Object detection data
════════════════

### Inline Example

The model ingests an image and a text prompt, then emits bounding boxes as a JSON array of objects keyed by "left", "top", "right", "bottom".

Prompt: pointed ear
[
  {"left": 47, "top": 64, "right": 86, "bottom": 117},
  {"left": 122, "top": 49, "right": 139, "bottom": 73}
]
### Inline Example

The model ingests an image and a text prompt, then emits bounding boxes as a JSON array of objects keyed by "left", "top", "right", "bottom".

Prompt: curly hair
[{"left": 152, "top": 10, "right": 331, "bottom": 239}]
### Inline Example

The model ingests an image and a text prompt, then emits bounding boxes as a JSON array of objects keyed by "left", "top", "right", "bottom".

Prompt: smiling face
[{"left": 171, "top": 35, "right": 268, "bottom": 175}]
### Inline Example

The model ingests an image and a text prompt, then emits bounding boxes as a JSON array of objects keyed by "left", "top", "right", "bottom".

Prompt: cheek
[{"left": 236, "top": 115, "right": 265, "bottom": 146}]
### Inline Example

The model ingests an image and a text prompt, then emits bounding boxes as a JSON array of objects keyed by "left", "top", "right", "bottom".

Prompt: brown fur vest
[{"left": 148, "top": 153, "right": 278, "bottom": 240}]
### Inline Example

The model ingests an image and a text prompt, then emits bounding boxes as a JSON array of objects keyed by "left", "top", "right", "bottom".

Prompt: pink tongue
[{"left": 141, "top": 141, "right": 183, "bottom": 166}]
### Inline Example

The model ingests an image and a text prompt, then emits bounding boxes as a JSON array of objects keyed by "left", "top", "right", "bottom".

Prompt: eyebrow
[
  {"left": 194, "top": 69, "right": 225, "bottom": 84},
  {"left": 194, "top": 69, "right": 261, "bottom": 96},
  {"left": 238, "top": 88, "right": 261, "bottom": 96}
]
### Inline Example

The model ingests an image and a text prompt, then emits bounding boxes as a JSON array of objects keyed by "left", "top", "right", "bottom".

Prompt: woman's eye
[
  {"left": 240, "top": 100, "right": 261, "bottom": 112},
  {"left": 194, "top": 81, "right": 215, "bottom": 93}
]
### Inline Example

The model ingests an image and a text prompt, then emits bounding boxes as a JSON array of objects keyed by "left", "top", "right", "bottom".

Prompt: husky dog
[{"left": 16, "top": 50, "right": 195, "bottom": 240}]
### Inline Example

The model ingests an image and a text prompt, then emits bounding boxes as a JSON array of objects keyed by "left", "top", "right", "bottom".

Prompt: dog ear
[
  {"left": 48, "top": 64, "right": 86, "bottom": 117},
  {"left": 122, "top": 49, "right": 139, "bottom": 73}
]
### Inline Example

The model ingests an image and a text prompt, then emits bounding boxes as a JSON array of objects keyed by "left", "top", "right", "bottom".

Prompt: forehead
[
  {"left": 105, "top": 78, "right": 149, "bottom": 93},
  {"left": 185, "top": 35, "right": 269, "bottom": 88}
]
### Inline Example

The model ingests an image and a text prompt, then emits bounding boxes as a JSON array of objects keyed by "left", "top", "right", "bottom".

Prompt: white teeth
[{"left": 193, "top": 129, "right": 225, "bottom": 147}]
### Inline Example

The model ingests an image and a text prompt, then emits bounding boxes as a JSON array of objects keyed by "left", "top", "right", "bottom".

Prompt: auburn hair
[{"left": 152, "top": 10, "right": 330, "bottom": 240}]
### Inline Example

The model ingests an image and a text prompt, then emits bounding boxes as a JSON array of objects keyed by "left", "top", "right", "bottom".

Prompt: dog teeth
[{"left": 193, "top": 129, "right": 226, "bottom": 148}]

════════════════

_The exercise_: Show every line of the rows above that contains the string "teeth", matching case exactly.

_Task response_:
Prompt: white teeth
Prompt: dog teeth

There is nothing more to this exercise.